GIVEN RECORDS Block Start

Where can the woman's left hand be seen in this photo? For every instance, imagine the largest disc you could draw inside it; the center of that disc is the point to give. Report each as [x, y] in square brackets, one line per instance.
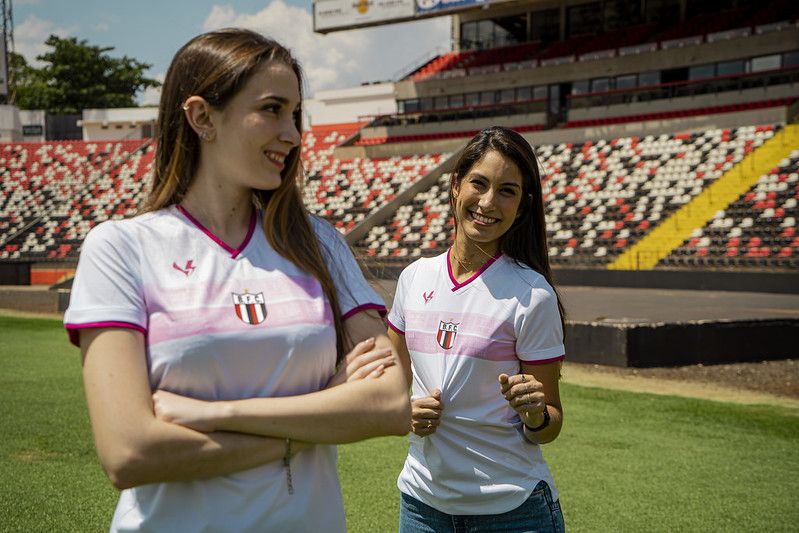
[185, 411]
[525, 395]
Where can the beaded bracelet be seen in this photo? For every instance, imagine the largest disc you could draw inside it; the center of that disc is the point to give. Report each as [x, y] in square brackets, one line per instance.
[287, 466]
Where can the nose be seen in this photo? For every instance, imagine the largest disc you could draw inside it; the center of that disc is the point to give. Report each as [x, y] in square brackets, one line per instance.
[486, 199]
[289, 132]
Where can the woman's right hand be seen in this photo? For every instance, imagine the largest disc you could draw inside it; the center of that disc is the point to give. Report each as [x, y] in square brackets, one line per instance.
[426, 414]
[362, 362]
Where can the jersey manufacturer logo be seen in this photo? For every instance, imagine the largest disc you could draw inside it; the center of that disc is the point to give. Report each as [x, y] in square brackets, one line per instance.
[188, 269]
[446, 334]
[250, 308]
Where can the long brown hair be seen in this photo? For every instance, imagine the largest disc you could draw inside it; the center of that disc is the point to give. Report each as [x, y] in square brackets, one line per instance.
[216, 66]
[526, 240]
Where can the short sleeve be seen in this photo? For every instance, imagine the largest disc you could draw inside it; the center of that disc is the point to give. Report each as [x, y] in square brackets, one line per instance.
[354, 292]
[107, 289]
[539, 333]
[396, 317]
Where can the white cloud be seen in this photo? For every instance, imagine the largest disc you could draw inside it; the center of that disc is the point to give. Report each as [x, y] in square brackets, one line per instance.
[152, 96]
[29, 37]
[340, 59]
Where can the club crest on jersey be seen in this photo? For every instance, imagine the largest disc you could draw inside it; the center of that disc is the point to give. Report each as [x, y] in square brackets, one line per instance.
[446, 334]
[250, 308]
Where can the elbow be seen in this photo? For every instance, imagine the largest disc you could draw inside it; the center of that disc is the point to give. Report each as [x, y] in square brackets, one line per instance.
[401, 418]
[397, 413]
[125, 467]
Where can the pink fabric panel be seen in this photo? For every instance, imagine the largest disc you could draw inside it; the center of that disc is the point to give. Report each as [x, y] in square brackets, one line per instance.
[287, 288]
[168, 326]
[471, 323]
[74, 329]
[464, 345]
[381, 309]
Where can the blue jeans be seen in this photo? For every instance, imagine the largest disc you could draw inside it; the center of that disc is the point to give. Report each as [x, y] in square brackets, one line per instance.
[538, 514]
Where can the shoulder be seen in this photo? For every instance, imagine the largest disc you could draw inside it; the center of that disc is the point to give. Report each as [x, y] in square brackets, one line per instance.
[123, 234]
[532, 283]
[422, 266]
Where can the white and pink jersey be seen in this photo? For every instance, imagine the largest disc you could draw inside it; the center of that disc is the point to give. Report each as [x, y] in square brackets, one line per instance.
[222, 324]
[461, 337]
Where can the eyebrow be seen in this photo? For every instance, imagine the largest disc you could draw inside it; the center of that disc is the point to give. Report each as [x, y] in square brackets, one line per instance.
[506, 184]
[280, 99]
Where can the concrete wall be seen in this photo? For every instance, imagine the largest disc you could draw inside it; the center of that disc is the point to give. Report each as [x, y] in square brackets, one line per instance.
[454, 125]
[117, 124]
[351, 105]
[10, 127]
[752, 46]
[687, 102]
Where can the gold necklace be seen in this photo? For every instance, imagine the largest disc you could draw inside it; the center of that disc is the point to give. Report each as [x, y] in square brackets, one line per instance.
[462, 262]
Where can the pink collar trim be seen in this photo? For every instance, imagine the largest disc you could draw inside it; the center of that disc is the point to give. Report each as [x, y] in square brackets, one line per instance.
[455, 284]
[234, 252]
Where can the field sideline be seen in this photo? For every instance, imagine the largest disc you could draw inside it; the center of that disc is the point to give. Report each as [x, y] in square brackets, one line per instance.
[626, 461]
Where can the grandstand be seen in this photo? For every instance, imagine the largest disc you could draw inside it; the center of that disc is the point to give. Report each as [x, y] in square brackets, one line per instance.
[665, 134]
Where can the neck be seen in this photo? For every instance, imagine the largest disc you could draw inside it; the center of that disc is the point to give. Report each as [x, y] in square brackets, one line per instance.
[468, 256]
[224, 211]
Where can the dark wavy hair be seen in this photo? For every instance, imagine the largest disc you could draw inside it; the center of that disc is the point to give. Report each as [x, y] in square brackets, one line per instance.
[526, 240]
[216, 66]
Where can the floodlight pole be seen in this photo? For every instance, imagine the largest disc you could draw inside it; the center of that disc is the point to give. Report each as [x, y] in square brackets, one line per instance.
[8, 44]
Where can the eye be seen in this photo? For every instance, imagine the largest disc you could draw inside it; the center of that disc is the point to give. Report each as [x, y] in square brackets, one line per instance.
[271, 108]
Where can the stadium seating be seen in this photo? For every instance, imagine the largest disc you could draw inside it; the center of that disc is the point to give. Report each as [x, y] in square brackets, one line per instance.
[757, 230]
[601, 196]
[43, 184]
[345, 191]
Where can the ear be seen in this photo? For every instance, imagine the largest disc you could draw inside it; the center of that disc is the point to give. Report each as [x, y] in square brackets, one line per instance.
[456, 186]
[522, 206]
[198, 115]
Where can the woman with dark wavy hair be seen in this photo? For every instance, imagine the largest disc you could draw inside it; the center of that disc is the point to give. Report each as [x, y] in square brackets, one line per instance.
[482, 328]
[228, 337]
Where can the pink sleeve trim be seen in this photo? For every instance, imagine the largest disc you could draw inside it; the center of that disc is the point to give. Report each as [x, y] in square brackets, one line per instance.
[74, 329]
[354, 311]
[545, 361]
[395, 328]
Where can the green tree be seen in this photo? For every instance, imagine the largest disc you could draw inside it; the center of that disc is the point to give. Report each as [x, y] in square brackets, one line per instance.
[77, 76]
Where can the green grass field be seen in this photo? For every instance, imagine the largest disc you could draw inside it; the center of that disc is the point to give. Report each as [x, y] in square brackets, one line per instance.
[624, 462]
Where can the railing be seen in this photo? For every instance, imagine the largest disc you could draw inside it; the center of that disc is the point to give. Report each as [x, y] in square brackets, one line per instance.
[736, 82]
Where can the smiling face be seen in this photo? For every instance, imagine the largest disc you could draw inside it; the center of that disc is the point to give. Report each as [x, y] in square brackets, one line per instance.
[256, 130]
[487, 200]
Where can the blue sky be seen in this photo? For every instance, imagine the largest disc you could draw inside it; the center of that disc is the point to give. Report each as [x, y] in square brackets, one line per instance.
[152, 31]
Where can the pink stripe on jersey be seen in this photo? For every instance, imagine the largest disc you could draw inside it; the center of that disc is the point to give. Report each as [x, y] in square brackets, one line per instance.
[545, 361]
[395, 328]
[73, 330]
[233, 251]
[468, 323]
[381, 309]
[172, 325]
[280, 287]
[463, 345]
[455, 284]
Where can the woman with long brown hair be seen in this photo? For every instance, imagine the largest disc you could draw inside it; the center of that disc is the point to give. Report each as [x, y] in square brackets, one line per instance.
[481, 326]
[226, 297]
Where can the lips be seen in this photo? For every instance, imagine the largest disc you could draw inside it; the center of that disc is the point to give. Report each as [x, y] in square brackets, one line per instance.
[277, 158]
[482, 219]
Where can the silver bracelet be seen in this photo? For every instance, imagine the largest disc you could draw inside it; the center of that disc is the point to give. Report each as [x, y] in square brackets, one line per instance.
[287, 466]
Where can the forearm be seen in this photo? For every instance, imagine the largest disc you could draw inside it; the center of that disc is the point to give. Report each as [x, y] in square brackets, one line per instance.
[547, 434]
[346, 413]
[164, 452]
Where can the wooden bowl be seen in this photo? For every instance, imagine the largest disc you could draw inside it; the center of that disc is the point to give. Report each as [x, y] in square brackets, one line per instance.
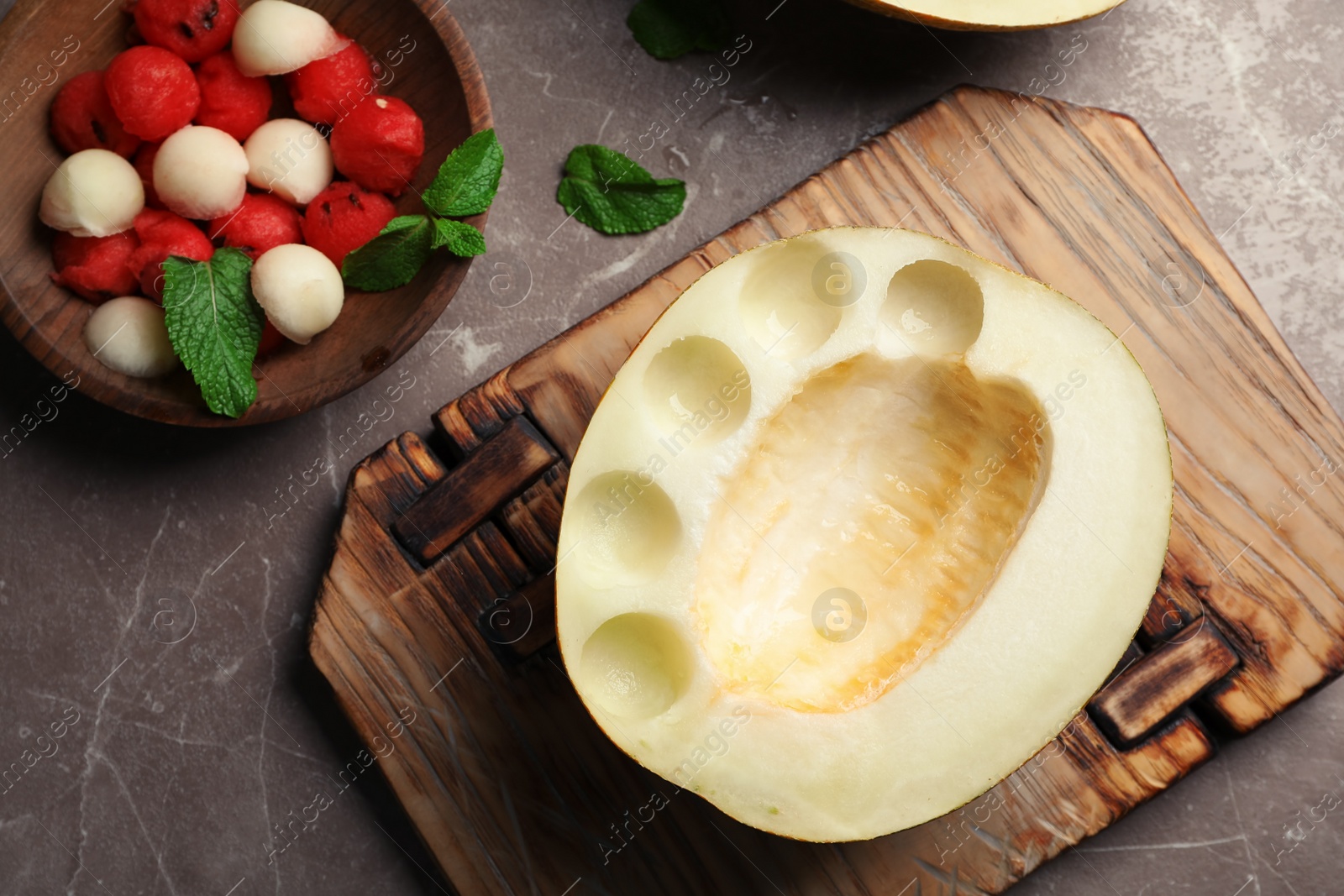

GIVEN RECORDS Block End

**EXERCISE**
Pictures stay out; everything else in the records gets copied exactly.

**ANSWER AREA**
Where can the woman's left hand be seen in this photo? For every instance, imagine the largest disc you could draw inside it; the center of that disc is the point to give. Report each as [x, y] in square brackets, one line per instance.
[185, 411]
[525, 395]
Where can the beaded bracelet be seen in this photo? For every instance, imagine the largest disc you could draw inside it; the center of that disc is the point to give. Report each as [x, y] in square brackets, one line per instance.
[287, 466]
Where can the nose be seen in this photo? For every instance, imagine the largest disc you could draw inside it; the center of that disc is the point to give. Report each as [x, y] in square brackets, one line per instance.
[486, 199]
[289, 132]
Where can the woman's right hand be seen in this photo? For every instance, imagine the largest disc you could draw inside it; the center of that disc is the point to give. Report each as [x, y] in square brackets, one line per instance.
[426, 414]
[362, 362]
Where can the jersey manufacturer logo be seen in this photo? For every instance, imagine the largest disc you could draw inside it; the center of that disc is the point to give. Report each as [x, y] in square brackets, one line per instance.
[188, 269]
[446, 334]
[250, 308]
Where can the long brown hair be seen in this photo? For every instance, imagine the largest disc you could draw inside it; the center of that disc is the point to give. Report each as [x, y] in square brackets, one line per instance.
[216, 66]
[526, 240]
Where can the short sleeve be seen in this photo? For every instance, imagine the largest disc you could draw inside it; the center of that disc is the point to give. Report each as [x, y] in square brackets, one line per instance.
[354, 292]
[107, 289]
[539, 333]
[396, 317]
Where can the white cloud be seen in this photo? For every instance, imagine the largest disc you could draw inside it; the center of that disc is the point to give. Report each as [x, y] in square brackets, one line per instance.
[152, 96]
[29, 37]
[340, 59]
Where can the club crest on jersey be seen in this photo? For every instance, imagine the largest disc you could draw inside it; the center of that disc is the point to give. Report each as [x, y] in square brackets, one line per instance.
[446, 334]
[250, 308]
Where can the elbow be seen in this photo? For every instance, imagine the largest disc you could draw inside it; the center of that disc is the point to give. Report each as [x, y] in square brackets, one line per instance.
[401, 418]
[397, 413]
[125, 467]
Where can the pink fabric panel be seen in this photo? For every instance, imagine the largest disc you could draw inside it; the center of that disc is the point to give. Report each as [x, y] in square brackets, one line per instance.
[287, 288]
[168, 326]
[471, 323]
[74, 329]
[464, 345]
[381, 309]
Where can the blue jeans be seen in this photo? For every instance, imagine the largest disc you could draw inside it; the center of that disc is the point to give. Report each as [x, y] in square brackets, one line per instance.
[538, 514]
Where can the shoulder be seen in this photo? For every instance, imagine the largest disc you could draw inside it; the center of that disc is the point to give. Report each as [x, y] in square brackets, one line per instance.
[123, 234]
[532, 283]
[422, 266]
Where can the white and pink jersey be seen in this photo? For every instance, imagine the largest disc you could draw inside it; the center of that disc is the point to give. Report each as [x, y] in square brackets, one line per instance.
[222, 324]
[461, 337]
Where can the eyebrow be seen in this photo? For every instance, imagine the largest disc you could draw inside it; the center of that disc is the point to give. Report each as [x, y] in square brackets, one line per instance.
[506, 184]
[280, 99]
Where can the concrete wall be seen in this photo? For every instance, imagine the largest disc you could draw inside it; the center of that disc is the point to give. Report each as [x, y] in square brackets, one line per instance.
[454, 125]
[117, 124]
[351, 105]
[10, 127]
[752, 46]
[687, 102]
Where can the gold necklace be seen in this photo? For every instance, imagine the largest disc you could draw inside it; the center of that disc is the point to give. Report each as [x, y] in square brackets, one line per instance.
[462, 262]
Where can the pink collar trim be seen in this photo? For every instance, imagine the largest disc you could draw inside it; the center of that disc is the point to give. Report each as [x, y] in square brackets, one line per instance.
[455, 284]
[234, 252]
Where can the field sideline be seen in this photo? For every instance, imagine the largest disc you could draw inside it; the center of that disc is the point to give. Report each as [x, y] in square brackets, one line per instance.
[626, 461]
Where can the grandstand be seen in this photo? For every instance, imagine the largest disc you could draw inside it; the center of that disc is the point to give. Report each as [x, y] in square brackets, one line per instance.
[665, 134]
Where can the neck be seen in this photo? For every instance, imagine the largest disc you could draw inside it; the center of that disc is the point to give. Report each as [x, y] in square brackets, one line per instance.
[468, 256]
[224, 211]
Where can the dark wavy hair be seen in this photo? For every instance, imagine the largest disc you could draw inside it; the center of that disc is the point to give. Report each as [x, y] in square brackets, one line per instance.
[526, 240]
[216, 66]
Where can the floodlight pole be seen in this photo? For every instance, imagine the largest disc you could draw inside it; the center of that disc is the point to give. Report each as [x, y] in square brackets, one line per instance.
[8, 44]
Where can the eye be seen in this photo? For every instance, imagine the largest disc you could draw inside it; the center of that disc is the point to give. Report each as [x, y] in square brackets, one line per instance.
[271, 108]
Where can the stadium seating be seen in this photo? For every instance, imagine the largest disc you could draw inside it; the center of that disc is the point to give. Report each as [x, y] in square brackets, one line per instance.
[757, 230]
[601, 196]
[43, 184]
[345, 191]
Where can the ear be seen in this photo? For every instance, imagine the largest disc you could draw inside it; the center of that disc is the point to give. Report each as [x, y] in square brackets, one line per instance.
[456, 186]
[522, 206]
[198, 115]
Where can the woman with dark wavy hair be seen in this photo? For every instance, imagine the largest disc you could draw inside it; the center of that disc is the point to give. Report each as [x, y] in square brackets, one line per instance.
[482, 328]
[228, 337]
Where can the pink sleeve trim be seen in this photo? For every instance, imagine the largest disc you could draw inside it; the center of that disc is the point to give. Report each as [x, y] in square brackets, one line per instance.
[74, 329]
[354, 311]
[545, 361]
[395, 328]
Where can the green tree be seen in this photo? For every instance, imagine the largest disc you could draw inside it; the center of that disc is the point to give. Report each as [x, y] in square brackets, one line per instance.
[77, 76]
Where can the green grass field be seen in this photo? For every instance, imagine the largest disc you could draw inside it; the center of that disc is the point to give. Report each as [x, y] in square brackets, one line per instance.
[624, 462]
Where can the railing be seen in this photo? For every instance, imagine the largest disc you could draw inside it; the center of that disc is the point to give. Report each as [x, y] in square brackets, one line per instance.
[736, 82]
Where can the smiling face be seen in this photo? For every instance, imagine the largest disc you could draw inside it; the center of that disc is the point to give. Report each as [x, y] in square brackets, one line per instance.
[256, 130]
[487, 200]
Where can the blue sky be seen in this photo? For every instance, imagine the largest disc you could draw inside it; the center of that disc is the point to give. Report each as [x, y] in square brackets, one line per instance.
[152, 31]
Where can the pink stripe on jersey be seen in this photo? For every instance, imagine the largest disc you could draw inside it; the center of that disc is the point to give. Report each as [x, y] in square brackets, one line per instance.
[545, 361]
[395, 328]
[73, 330]
[233, 251]
[468, 323]
[381, 309]
[172, 325]
[280, 287]
[463, 345]
[455, 284]
Where can the woman with long brown hair be seen in this photo? For every instance, imagine the largest disc you could draw inside it; the center of that disc is the point to give. Report each as [x, y] in square brackets, one line per instance.
[481, 326]
[226, 297]
Where can the lips be seen in this photo? For every instance, imagine the largest disc you could draw inside it; the center of that disc is the point to give. Report each as [x, y] in square brackets, one line per instance.
[277, 158]
[482, 219]
Where can the silver bracelet be seen in this photo? For every instance, imagine the largest disc you could draw inside it; the center of that disc is the point to give. Report each as [x, y] in square brackets, one line per instance.
[287, 466]
Where can the forearm be seen in this photo? For every instance, imagine the largest disc you could draw inside it; the center of that disc is the point to give. Report each as [x, y] in square brackets, one line per instance.
[547, 434]
[346, 413]
[164, 452]
Where can the wooden bowl be seen in this photo? For every instance, imagine the largest disc you could draw inside it; the center of that disc is the point to give. Report each as [x, y] in square brackets, one line per instance.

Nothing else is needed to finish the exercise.